[INSTRUCTIONS TO FOLLOW]
Repeat the material from its beginning through the line containing "positive clicks: (1, 178) (0, 151) (1, 161)". Omit the pictures from your answer.

[RECORD EXCERPTS]
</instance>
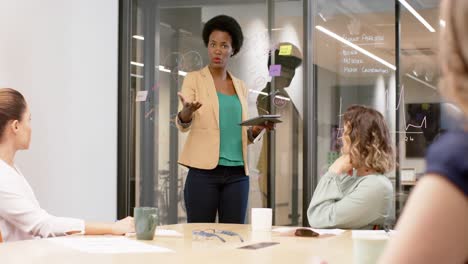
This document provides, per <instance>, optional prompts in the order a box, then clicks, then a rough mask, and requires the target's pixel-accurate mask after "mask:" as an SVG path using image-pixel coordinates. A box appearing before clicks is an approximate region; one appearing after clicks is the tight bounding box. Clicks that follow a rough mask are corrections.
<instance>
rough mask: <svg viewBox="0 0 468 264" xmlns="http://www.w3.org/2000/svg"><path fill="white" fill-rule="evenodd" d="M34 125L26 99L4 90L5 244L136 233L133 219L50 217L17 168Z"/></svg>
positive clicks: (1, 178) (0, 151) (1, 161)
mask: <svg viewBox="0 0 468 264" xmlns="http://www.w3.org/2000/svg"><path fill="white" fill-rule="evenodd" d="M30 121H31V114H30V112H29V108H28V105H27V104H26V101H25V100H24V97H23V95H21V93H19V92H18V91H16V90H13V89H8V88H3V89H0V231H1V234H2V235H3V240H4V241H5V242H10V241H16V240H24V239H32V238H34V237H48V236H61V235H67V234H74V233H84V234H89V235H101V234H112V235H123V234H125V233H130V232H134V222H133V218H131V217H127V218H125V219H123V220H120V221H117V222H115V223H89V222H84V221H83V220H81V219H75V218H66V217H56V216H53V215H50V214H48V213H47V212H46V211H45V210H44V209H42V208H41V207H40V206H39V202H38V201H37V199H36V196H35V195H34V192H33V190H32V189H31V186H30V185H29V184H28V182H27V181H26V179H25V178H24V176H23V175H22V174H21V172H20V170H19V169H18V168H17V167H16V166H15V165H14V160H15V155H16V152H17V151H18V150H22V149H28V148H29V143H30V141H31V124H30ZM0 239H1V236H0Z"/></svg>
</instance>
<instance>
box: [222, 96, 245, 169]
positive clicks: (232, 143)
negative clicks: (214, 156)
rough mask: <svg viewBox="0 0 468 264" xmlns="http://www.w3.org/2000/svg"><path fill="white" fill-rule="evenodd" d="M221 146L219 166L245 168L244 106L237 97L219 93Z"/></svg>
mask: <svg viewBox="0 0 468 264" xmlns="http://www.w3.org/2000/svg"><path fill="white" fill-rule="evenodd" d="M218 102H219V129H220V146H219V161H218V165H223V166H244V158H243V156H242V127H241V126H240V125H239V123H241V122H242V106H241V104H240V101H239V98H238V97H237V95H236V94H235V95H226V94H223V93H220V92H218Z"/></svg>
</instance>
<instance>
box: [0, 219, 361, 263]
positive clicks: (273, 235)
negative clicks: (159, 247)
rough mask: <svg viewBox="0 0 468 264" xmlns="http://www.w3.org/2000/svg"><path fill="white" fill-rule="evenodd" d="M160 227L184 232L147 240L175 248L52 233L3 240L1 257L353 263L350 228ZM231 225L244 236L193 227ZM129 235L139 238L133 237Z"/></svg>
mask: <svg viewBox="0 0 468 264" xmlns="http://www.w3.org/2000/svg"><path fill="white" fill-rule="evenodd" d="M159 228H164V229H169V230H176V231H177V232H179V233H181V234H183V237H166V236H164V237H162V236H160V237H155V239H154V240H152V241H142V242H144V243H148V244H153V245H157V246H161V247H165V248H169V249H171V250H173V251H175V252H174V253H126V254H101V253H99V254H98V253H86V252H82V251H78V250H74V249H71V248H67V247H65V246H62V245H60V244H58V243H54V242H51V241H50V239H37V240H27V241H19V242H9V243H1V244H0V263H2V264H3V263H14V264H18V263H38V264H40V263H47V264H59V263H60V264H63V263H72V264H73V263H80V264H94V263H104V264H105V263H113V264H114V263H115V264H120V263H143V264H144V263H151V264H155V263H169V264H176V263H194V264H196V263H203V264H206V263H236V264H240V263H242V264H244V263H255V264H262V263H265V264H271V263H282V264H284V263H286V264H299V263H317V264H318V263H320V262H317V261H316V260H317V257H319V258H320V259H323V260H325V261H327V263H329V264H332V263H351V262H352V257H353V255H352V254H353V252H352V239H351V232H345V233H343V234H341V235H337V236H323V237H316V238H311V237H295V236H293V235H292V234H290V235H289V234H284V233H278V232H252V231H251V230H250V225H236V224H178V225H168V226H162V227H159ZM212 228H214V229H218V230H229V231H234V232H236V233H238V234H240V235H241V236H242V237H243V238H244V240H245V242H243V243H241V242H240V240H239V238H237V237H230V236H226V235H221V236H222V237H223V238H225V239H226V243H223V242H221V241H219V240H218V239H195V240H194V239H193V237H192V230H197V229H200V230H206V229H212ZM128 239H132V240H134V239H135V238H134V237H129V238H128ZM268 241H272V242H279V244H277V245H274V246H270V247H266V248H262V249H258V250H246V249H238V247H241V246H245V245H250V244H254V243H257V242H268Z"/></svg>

[EXERCISE SOLUTION]
</instance>
This document provides, per <instance>, optional prompts in the order a box, then clicks, then a rough mask, and requires the target's pixel-accurate mask after "mask:" as an SVG path using image-pixel coordinates. A box appearing before clicks is an approximate region; one appearing after clicks is the tight bounding box. Clicks that follow a rough mask are corrections.
<instance>
rough mask: <svg viewBox="0 0 468 264" xmlns="http://www.w3.org/2000/svg"><path fill="white" fill-rule="evenodd" d="M34 125L26 99L4 90L5 244L136 233L133 219L50 217L17 168Z"/></svg>
positive clicks: (1, 178) (0, 151) (1, 161)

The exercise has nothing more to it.